РАЗДЕЛ ДОКУМЕНТА:
Знаете, я был знаком с его отцом Донатом Мечиком. Мы снимали тогда фильм «Оркестр», я ассистировал режиссеру, помогал с артистами, и меня попросили набрать массовку. Для одной сцены нужны были четыре пожилых мужчины и четыре пожилые женщины. Сцена, правда, не получилась... А на тот момент актеры были нужны, и я договорился с одним актером, но он вдруг отказался. И тогда Борис Лёскин, замечательный актер, сказал мне: позвоните Донату. У меня не было его телефона, и я позвонил Сергею. Вот это и был наш последний полуторачасовой разговор. Вы не представляете, сколько в его словах было заботы и радости, что наконец-то отец будет занят в том, что близко ему. Сколько было благодарности за то, что я подумал о нем. Полтора часа  - и опять это был монолог, рассказ. Так вот я теперь всегда невольно сопоставляю то, что написано в «Наших», и то, что я слышал от автора... И вот здесь-то и есть то самое, а дальше уже мое дело как режиссера грамотно вывести это все на поверхность.

- Рассказ со сцены будет идти от имени главного героя?
- Да, но без роли Сергея Довлатова. Я терпеть не могу ряженых. А «ряжеными» я называю всех, кто играет исторических персонажей. Ну, в капустнике еще можно переодеться. Но когда по-настоящему... Когда я смотрю, как Сталина играют, как Ленина картавят, то мне всегда очень весело. Нужно играть суть, нужно играть героя. И неважно, как герой выглядит, важно играть суть того, что происходит с героем. Я, кстати, сам когда-то играл Жириновского, причем тогда я был с усами и бородой... Я похож на Жириновского? В том-то и дело, что нет! Так вот я поставил себе цель - такого персонажа, как Довлатов, в этом произведении не будет! То есть он там присутствует и одновременно отсутствует. Там каждый персонаж - это и есть Довлатов. Такой вот ход.

- Так совпало, что Вы стали работать над «Нашими» в канун юбилея?

ФРАГМЕНТ НАБОРА ДАННЫХ:
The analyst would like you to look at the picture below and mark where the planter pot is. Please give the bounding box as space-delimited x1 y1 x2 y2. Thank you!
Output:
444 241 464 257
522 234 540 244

ЧТО СДЕЛАТЬ:
1. Продублируйте из интервью о работе над «Нашими» всё, начиная со слов «- Да, но без» и вплоть до слов «в канун юбилея?».
2. Подхватите интервью о работе над «Нашими» и продолжите его после последней приведённой реплики.
Приведённые строки здесь никакой роли не играют.

РЕЗУЛЬТАТЫ ВЫПОЛНЕНИЯ:
1.
- Да, но без роли Сергея Довлатова. Я терпеть не могу ряженых. А «ряжеными» я называю всех, кто играет исторических персонажей. Ну, в капустнике еще можно переодеться. Но когда по-настоящему... Когда я смотрю, как Сталина играют, как Ленина картавят, то мне всегда очень весело. Нужно играть суть, нужно играть героя. И неважно, как герой выглядит, важно играть суть того, что происходит с героем. Я, кстати, сам когда-то играл Жириновского, причем тогда я был с усами и бородой... Я похож на Жириновского? В том-то и дело, что нет! Так вот я поставил себе цель - такого персонажа, как Довлатов, в этом произведении не будет! То есть он там присутствует и одновременно отсутствует. Там каждый персонаж - это и есть Довлатов. Такой вот ход.

- Так совпало, что Вы стали работать над «Нашими» в канун юбилея?

2.
- Я этих дат вообще не понимаю. К 70-летию... А почему не к 71-летию? Да, у нас любят - к столетию со дня... А я над Довлатовым работаю много лет. И это не первая моя пьеса по его прозе. У меня было три варианта, и все они уничтожены. Потому что как только это переходило в обычный диалог, это становилось не смешно, плоско и пошло, и уничтожалось. А потом, наконец, появился тот ход, который я нашел, и проявился тот самый Довлатов. Подробно говорить пока не буду. Я думаю над этим года четыре, а работаю конкретно два года. Кто будет занят в спектакле, тоже пока сказать не могу. Это будут актеры Молодежного театра Питера. Думаю, приступлю к работе сразу после Нового года. Есть уже наработки, я работаю с художником, но надо еще все согласовать с театром. Надеюсь, что зрители увидят спектакль весной.

- Почему Вы назвали спектакль «АБАНАМАТ!»?
- Потому что армянский дед Довлатова создал одно слово из фразы, которой в зависимости от интонации можно охарактеризовать буквально все. Это такой, скорей, эмоциональный посыл, это то, что мысленно как бы возникает, когда мы произносим эту фразу с определенной интонацией.

- Лев, почему Вы никогда раньше не рассказывали о своем знакомстве и общении с Сергеем Довлатовым? Сегодня тех, кто кичится своим общением с ним, все больше и больше...
- Во-первых, меня никто еще не спрашивал (смеется). Меня даже Нина Аловерт как-то спросила, мол, а ты с Довлатовым был знаком? Я говорю ей, да мы с тобой познакомились благодаря ему, он тебя рецензентом прислал на мой спектакль в театр! Нина потом писала рецензии на все наши спектакли. А почему я не пишу и не говорю об этом... Знаете, есть какие-то вещи, которые я считаю очень важными, они глубоко во мне... Вот сейчас вышла книга, я начал ее читать и бросил, потому что она не о Довлатове...

- Это случайно не из серии ЖЗЛ?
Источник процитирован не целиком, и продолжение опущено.